Obiettivo ::
Riscrivi tutti i record seguenti come elenco numerato, saltando le righe vuote. Escludi le immagini dalla risposta.

Dati forniti ::
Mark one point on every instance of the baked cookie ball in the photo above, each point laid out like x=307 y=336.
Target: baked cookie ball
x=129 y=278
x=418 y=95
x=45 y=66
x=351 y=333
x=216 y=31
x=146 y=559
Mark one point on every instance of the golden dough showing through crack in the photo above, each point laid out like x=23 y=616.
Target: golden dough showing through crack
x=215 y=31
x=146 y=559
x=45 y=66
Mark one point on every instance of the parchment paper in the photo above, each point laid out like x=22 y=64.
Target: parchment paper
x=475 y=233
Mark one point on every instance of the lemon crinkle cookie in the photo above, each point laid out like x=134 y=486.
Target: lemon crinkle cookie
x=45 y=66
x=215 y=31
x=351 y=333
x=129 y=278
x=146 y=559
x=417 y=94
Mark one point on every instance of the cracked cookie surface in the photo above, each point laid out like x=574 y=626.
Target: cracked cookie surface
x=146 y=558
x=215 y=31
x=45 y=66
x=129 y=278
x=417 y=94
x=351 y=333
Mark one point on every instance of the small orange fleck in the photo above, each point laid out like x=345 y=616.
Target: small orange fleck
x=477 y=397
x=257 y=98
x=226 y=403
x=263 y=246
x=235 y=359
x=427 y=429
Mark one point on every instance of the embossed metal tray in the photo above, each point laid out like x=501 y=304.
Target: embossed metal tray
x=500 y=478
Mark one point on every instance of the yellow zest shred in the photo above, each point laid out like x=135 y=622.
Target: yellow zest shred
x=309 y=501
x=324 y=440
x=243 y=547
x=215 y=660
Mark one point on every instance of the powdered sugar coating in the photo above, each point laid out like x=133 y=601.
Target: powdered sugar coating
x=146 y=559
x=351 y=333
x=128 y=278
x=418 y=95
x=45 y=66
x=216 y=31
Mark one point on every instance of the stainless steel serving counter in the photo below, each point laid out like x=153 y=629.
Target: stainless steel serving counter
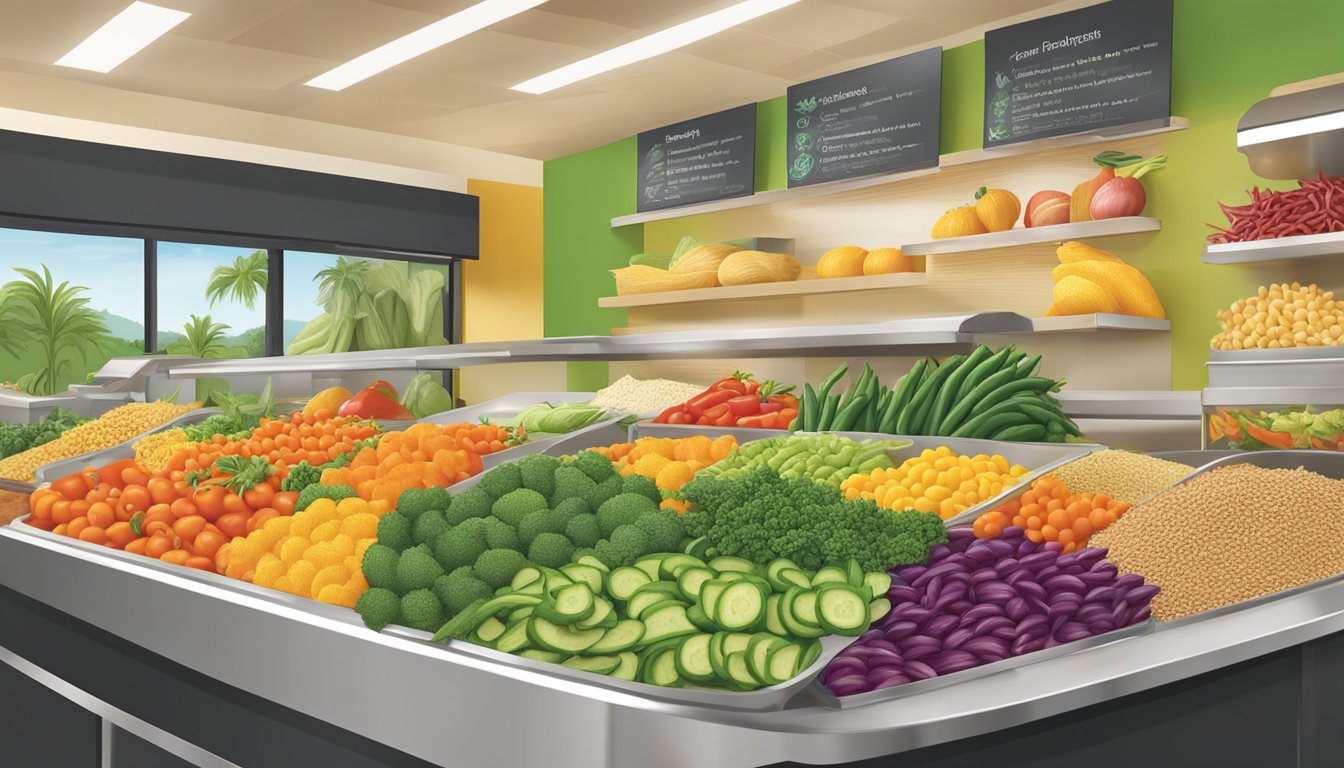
x=456 y=709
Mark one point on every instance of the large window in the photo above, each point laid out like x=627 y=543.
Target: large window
x=211 y=300
x=67 y=304
x=339 y=304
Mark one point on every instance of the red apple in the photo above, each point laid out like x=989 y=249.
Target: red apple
x=1036 y=201
x=1047 y=207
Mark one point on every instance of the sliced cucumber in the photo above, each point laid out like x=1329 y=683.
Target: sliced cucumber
x=514 y=638
x=562 y=639
x=625 y=580
x=725 y=562
x=667 y=622
x=690 y=581
x=539 y=655
x=625 y=635
x=672 y=565
x=597 y=665
x=772 y=573
x=842 y=609
x=629 y=665
x=829 y=574
x=585 y=573
x=739 y=607
x=692 y=659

Soluzione completa ::
1. Mark one point on every instance of the baked cookie ball in the photo above, each point laid out like x=307 y=336.
2. Target: baked cookie ball
3. x=129 y=278
4. x=418 y=95
5. x=45 y=66
6. x=351 y=333
7. x=216 y=31
8. x=146 y=559
9. Mark one point on every instance of the golden dough showing through crack in the photo above, each point laid out like x=23 y=616.
10. Target: golden dough showing through crack
11. x=215 y=31
12. x=146 y=559
13. x=45 y=66
14. Mark one point on every instance of the parchment paper in the photo above, each point laid out like x=22 y=64.
15. Target: parchment paper
16. x=475 y=233
17. Mark one point on every instance of the lemon crinkle cookie in the photo above, each point laid out like x=134 y=486.
18. Target: lemon crinkle cookie
19. x=45 y=66
20. x=215 y=31
21. x=351 y=333
22. x=129 y=278
23. x=146 y=559
24. x=417 y=94
25. Mark one point on every instance of the cracked cookie surface in the photo above, each point laid out like x=574 y=626.
26. Target: cracked cookie surface
27. x=146 y=558
28. x=215 y=31
29. x=45 y=66
30. x=129 y=278
31. x=417 y=94
32. x=351 y=333
33. Mark one point on every instance of the small orange fleck in the photo above, each point laid out like x=345 y=616.
34. Target: small orange fleck
35. x=477 y=397
36. x=257 y=98
37. x=226 y=403
38. x=263 y=246
39. x=235 y=359
40. x=427 y=429
41. Mark one point on every instance of the embossed metal tray in the photo above, each point laid out like x=501 y=304.
42. Target: embossed metal tray
43. x=500 y=478
44. Mark one point on every instance of the yellow zest shred in the photo above, each point laid out like x=135 y=622.
45. Target: yellow zest shred
46. x=309 y=501
47. x=324 y=440
48. x=243 y=547
49. x=215 y=660
50. Mark one point on every instance of the powdered sugar coating in the photo above, each point laid out like x=133 y=601.
51. Target: powdered sugar coating
52. x=146 y=559
53. x=351 y=333
54. x=128 y=278
55. x=418 y=95
56. x=45 y=66
57. x=216 y=31
58. Mark one point on every instance of the stainless steel serving counter in the photo below, each point laid out like x=153 y=629.
59. Target: stainless steel serving counter
60. x=456 y=709
61. Mark one point on every instance of the large window in the photo above, each point laid out like x=627 y=543.
62. Target: large window
63. x=211 y=300
64. x=67 y=304
65. x=339 y=304
66. Mark one point on every instance of the red apple in the photo above, each point laid out like x=989 y=249.
67. Target: red apple
68. x=1036 y=201
69. x=1047 y=207
70. Mark one point on every instance of the sliced cucumber in the photo above, each point laid out like x=1329 y=683.
71. Target: sliced cucumber
72. x=514 y=638
73. x=562 y=639
74. x=625 y=580
75. x=725 y=562
76. x=667 y=622
77. x=690 y=581
78. x=539 y=655
79. x=625 y=635
80. x=672 y=565
81. x=597 y=665
82. x=772 y=573
83. x=842 y=609
84. x=629 y=665
85. x=829 y=574
86. x=585 y=573
87. x=739 y=607
88. x=692 y=659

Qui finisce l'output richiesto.